*** TASK DATA ***

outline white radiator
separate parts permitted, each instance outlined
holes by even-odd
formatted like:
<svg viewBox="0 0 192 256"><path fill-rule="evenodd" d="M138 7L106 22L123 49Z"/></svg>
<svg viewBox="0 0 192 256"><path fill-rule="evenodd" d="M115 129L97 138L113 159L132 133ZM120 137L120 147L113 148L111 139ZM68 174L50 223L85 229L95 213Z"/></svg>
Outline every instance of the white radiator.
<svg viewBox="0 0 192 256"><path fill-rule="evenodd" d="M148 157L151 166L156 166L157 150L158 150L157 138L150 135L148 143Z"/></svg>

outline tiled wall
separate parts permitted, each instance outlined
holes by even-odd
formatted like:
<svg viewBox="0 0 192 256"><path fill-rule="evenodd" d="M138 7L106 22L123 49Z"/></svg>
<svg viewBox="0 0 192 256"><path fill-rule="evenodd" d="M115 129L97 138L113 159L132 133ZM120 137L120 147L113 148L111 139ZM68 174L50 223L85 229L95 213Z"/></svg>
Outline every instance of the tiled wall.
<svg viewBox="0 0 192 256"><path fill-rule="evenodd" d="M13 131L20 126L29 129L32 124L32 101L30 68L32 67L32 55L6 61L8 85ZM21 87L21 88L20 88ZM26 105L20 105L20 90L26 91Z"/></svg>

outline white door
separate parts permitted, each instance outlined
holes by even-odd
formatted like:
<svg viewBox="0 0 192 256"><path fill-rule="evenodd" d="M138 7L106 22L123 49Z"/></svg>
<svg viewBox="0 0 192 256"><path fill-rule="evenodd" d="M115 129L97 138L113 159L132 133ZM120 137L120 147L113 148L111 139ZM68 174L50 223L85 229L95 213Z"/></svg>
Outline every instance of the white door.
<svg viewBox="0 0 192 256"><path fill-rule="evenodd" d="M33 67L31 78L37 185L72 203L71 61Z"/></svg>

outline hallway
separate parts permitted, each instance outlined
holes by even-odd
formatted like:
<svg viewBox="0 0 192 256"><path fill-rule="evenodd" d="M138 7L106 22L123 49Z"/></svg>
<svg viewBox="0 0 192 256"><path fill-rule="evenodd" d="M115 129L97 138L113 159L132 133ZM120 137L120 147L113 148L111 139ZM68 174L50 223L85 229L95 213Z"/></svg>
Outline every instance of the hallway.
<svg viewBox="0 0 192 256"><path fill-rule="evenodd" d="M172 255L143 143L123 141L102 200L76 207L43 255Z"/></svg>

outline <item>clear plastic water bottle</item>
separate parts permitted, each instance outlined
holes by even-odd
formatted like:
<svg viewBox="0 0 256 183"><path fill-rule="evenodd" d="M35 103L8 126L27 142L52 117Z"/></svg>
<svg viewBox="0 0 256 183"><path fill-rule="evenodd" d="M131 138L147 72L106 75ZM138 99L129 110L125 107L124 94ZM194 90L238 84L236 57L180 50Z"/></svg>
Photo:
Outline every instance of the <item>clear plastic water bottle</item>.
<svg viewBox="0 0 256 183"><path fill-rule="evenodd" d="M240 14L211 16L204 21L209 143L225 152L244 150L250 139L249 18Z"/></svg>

***

Can you print every one of the lines above again, verbatim and in the same order?

**ANSWER BELOW:**
outline white radiator
separate parts permitted, each instance outlined
holes by even-odd
formatted like:
<svg viewBox="0 0 192 256"><path fill-rule="evenodd" d="M138 7L106 22L123 49Z"/></svg>
<svg viewBox="0 0 192 256"><path fill-rule="evenodd" d="M115 129L97 138L113 159L132 133ZM120 137L120 147L113 148L111 139ZM68 174L50 223L85 229L95 213Z"/></svg>
Outline every instance of the white radiator.
<svg viewBox="0 0 192 256"><path fill-rule="evenodd" d="M148 157L151 166L156 166L157 150L158 150L157 138L150 135L148 143Z"/></svg>

outline tiled wall
separate parts permitted, each instance outlined
holes by even-odd
formatted like:
<svg viewBox="0 0 192 256"><path fill-rule="evenodd" d="M138 7L106 22L123 49Z"/></svg>
<svg viewBox="0 0 192 256"><path fill-rule="evenodd" d="M115 129L97 138L113 159L132 133ZM120 137L120 147L113 148L111 139ZM68 174L50 223L85 229L95 213Z"/></svg>
Outline every instance of the tiled wall.
<svg viewBox="0 0 192 256"><path fill-rule="evenodd" d="M13 131L20 126L29 129L32 124L32 101L30 68L32 67L32 55L6 61L8 85ZM21 87L21 88L20 88ZM26 105L20 105L20 90L26 91Z"/></svg>

outline white door
separate parts permitted, each instance outlined
holes by even-odd
formatted like:
<svg viewBox="0 0 192 256"><path fill-rule="evenodd" d="M138 7L106 22L123 49Z"/></svg>
<svg viewBox="0 0 192 256"><path fill-rule="evenodd" d="M115 129L97 138L113 159L132 133ZM120 137L120 147L113 148L111 139ZM68 174L50 223L85 229L95 213Z"/></svg>
Outline every instance of the white door.
<svg viewBox="0 0 192 256"><path fill-rule="evenodd" d="M33 67L31 78L37 185L72 203L71 61Z"/></svg>

outline hallway
separate parts permitted, each instance outlined
holes by even-odd
formatted like:
<svg viewBox="0 0 192 256"><path fill-rule="evenodd" d="M138 7L106 22L123 49Z"/></svg>
<svg viewBox="0 0 192 256"><path fill-rule="evenodd" d="M115 129L97 138L113 159L132 133ZM120 137L120 147L113 148L111 139ZM68 174L50 223L85 229L95 213Z"/></svg>
Outline every instance of the hallway.
<svg viewBox="0 0 192 256"><path fill-rule="evenodd" d="M172 255L143 143L123 141L102 200L76 207L43 255Z"/></svg>

outline <item>clear plastic water bottle</item>
separate parts permitted, each instance outlined
holes by even-odd
formatted like:
<svg viewBox="0 0 256 183"><path fill-rule="evenodd" d="M35 103L8 126L27 142L52 117Z"/></svg>
<svg viewBox="0 0 256 183"><path fill-rule="evenodd" d="M131 138L147 72L106 75ZM138 99L129 110L125 107L124 94ZM194 90L238 84L236 57L180 50Z"/></svg>
Photo:
Outline every instance of the <item>clear plastic water bottle</item>.
<svg viewBox="0 0 256 183"><path fill-rule="evenodd" d="M240 14L211 16L204 21L209 143L225 152L244 150L250 139L249 18Z"/></svg>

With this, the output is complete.